▶ Work to do:
Please filter the material below, copying every line that contains the word "bird". Case counts.

***** Exercise inputs

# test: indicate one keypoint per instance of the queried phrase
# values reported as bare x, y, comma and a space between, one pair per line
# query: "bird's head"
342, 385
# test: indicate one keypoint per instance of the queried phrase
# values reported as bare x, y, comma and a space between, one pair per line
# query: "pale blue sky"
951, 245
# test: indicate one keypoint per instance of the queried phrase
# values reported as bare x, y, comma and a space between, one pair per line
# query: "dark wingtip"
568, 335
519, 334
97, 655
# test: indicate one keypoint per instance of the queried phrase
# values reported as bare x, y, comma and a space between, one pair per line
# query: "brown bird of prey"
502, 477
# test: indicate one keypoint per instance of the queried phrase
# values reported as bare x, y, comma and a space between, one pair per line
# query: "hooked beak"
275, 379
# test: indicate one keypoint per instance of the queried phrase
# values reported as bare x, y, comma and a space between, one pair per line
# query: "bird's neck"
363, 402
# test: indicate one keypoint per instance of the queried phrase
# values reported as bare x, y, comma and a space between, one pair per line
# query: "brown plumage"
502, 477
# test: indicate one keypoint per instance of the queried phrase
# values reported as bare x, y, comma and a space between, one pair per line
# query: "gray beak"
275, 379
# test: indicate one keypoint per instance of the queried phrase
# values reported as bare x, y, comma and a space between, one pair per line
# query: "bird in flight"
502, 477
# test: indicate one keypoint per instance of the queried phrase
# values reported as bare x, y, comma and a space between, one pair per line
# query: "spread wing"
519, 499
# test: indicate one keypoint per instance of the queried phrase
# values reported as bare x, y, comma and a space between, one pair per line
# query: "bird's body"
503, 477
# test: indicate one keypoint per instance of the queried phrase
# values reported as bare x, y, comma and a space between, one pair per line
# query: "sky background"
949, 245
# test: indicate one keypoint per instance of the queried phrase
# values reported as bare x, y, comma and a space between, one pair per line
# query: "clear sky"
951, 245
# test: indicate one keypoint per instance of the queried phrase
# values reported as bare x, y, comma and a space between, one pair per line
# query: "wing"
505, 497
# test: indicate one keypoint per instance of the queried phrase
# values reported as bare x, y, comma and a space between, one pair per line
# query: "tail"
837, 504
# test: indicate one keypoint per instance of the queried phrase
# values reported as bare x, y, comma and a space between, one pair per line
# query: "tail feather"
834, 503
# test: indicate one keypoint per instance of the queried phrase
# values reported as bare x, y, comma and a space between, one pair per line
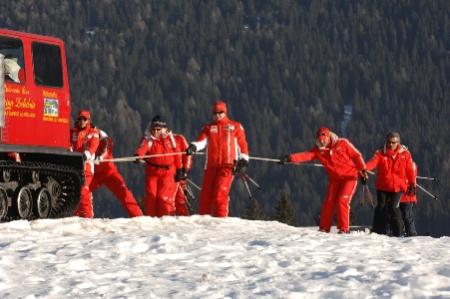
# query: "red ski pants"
160, 191
110, 177
180, 200
85, 208
338, 198
215, 189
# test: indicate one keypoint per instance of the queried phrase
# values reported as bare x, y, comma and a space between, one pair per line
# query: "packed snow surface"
204, 257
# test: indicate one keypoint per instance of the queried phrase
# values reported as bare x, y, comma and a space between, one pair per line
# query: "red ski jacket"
226, 143
182, 144
341, 159
150, 145
394, 170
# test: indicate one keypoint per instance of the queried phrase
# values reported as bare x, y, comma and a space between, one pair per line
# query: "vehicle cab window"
12, 50
47, 65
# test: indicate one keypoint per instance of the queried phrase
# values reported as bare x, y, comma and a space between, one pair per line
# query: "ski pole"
264, 159
189, 197
134, 158
427, 178
427, 192
278, 161
244, 181
194, 184
251, 180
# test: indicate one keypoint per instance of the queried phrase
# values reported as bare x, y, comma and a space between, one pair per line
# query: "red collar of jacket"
393, 153
220, 121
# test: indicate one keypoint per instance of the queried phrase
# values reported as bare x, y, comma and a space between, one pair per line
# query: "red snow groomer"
39, 176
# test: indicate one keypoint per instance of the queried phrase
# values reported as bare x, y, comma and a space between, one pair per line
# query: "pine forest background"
285, 68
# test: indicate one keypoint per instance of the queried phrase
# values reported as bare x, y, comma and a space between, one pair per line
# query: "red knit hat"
323, 133
219, 106
84, 113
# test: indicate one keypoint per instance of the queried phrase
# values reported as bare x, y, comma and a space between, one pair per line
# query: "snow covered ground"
204, 257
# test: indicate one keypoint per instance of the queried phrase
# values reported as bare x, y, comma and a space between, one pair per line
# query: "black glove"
363, 176
137, 161
284, 159
411, 191
363, 180
191, 149
241, 166
180, 175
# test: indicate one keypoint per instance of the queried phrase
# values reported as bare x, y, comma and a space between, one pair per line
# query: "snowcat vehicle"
39, 176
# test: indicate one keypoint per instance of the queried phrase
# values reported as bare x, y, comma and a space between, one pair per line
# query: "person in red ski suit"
227, 150
395, 176
85, 139
181, 205
162, 173
107, 174
407, 207
344, 164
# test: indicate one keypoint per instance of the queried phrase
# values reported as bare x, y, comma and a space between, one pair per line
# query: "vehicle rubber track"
64, 183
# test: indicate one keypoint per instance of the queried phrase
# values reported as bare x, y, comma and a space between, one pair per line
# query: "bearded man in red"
85, 139
162, 171
227, 150
107, 174
343, 164
395, 176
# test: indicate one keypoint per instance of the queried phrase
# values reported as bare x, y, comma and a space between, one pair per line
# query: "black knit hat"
157, 121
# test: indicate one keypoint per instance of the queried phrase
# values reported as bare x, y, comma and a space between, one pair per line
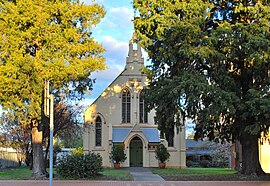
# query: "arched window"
98, 131
143, 112
125, 106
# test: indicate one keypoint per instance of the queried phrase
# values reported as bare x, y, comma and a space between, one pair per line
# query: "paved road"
129, 183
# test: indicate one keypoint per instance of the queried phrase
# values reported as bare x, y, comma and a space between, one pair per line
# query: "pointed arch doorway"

**********

▶ Solution below:
# query: "bird's head"
# query: "brown bird of prey"
# query: "bird's neck"
# query: "bird in flight"
# query: "bird's body"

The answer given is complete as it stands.